++++ SELECTED EXCERPT ++++

Robert Bianco of USA Today praised Margo Martindale's performance, stating: "Like the show itself, Margo Martindale's performance is smart, chilling, amusing, convincing and unfailingly entertaining. And like the show, you really don't want to miss it." Slant Magazine critic Scott Von Doviak praised Olyphant's performance and the writing for this season, observing: "Justified's rich vein of gallows humor, convincing sense of place, and twisty hillbilly-noir narratives are all selling points, but it's Olyphant's devilish grin that seals the deal."

===Awards===
For the second season, it received four acting nominations for the 63rd Primetime Emmy Awards—Timothy Olyphant for Outstanding Lead Actor in a Drama Series, Walton Goggins for Outstanding Supporting Actor in a Drama Series, Margo Martindale for Outstanding Supporting Actress in a Drama Series, and Jeremy Davies for Outstanding Guest Actor in a Drama Series, with Martindale winning.

++++

#### [APPLY WHAT YOU READ]
1/ Answer these questions from the passage on Justified's second season:
(a) For which publication did Robert Bianco write?
(b) According to Scott Von Doviak, what "seals the deal"?
(c) Which of the four nominated actors won at the 63rd Primetime Emmy Awards?
2/ Write the next few sentences of the passage on Justified's second season, picking up after its final sentence.
The lines placed after this passage are not required for any of the work here.

++++ ENTRIES SUPPLIED ++++

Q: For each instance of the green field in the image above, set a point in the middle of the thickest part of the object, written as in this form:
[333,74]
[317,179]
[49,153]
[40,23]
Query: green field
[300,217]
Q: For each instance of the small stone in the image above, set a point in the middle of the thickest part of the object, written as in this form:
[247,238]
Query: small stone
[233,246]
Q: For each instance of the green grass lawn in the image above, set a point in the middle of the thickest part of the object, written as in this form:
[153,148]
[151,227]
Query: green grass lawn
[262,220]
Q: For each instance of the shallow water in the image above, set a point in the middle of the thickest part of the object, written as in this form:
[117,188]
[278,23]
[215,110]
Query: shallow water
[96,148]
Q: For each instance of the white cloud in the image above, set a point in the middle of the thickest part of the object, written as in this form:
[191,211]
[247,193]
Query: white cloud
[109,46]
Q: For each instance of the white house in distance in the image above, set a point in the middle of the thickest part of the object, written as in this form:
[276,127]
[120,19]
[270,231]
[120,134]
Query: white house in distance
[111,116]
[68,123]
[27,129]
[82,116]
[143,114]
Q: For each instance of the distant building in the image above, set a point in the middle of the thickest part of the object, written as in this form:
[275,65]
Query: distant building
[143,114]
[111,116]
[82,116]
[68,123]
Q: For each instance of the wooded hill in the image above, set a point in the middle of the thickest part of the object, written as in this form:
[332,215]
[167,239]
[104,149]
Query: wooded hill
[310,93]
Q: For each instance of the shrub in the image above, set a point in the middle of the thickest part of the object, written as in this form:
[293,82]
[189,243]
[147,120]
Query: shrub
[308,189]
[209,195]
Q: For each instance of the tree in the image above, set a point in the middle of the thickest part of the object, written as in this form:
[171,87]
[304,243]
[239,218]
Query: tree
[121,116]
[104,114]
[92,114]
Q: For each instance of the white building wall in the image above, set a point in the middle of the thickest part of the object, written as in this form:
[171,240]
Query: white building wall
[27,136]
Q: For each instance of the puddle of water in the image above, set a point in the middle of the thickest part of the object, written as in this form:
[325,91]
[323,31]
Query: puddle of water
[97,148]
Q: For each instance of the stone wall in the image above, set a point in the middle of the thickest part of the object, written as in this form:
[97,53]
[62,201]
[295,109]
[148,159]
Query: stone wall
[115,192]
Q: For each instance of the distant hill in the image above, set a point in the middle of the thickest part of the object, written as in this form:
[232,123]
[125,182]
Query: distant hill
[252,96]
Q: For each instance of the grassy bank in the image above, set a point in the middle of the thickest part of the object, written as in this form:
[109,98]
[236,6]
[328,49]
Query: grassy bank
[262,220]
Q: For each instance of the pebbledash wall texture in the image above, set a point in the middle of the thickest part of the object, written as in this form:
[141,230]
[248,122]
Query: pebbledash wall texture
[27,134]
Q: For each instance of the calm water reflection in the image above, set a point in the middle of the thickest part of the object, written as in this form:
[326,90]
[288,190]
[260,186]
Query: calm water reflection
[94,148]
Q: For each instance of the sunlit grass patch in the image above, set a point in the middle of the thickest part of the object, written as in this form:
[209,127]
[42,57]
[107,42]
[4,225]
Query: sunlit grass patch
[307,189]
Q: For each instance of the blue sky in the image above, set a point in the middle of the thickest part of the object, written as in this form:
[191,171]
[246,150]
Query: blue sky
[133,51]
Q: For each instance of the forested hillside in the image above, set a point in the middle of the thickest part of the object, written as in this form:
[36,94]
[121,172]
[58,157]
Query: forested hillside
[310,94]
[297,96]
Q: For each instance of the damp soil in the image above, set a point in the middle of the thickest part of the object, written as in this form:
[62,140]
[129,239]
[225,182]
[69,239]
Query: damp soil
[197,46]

++++

#### [ANSWERS PER TASK]
1/
(a) USA Today
(b) Olyphant's devilish grin
(c) Margo Martindale

2/
===Ratings===
The second season averaged 2.649 million viewers and a 0.9 rating in the 18–49 demographic, improving 9.6% in viewership from the first season.

==Home media release==
The second season was released on Blu-ray and DVD in region 1 on January 3, 2012, in region 2 on July 18, 2011, and in region 4 on September 5, 2012. Special features on the season two set include deleted scenes, three behind-the-scenes featurettes, and outtakes.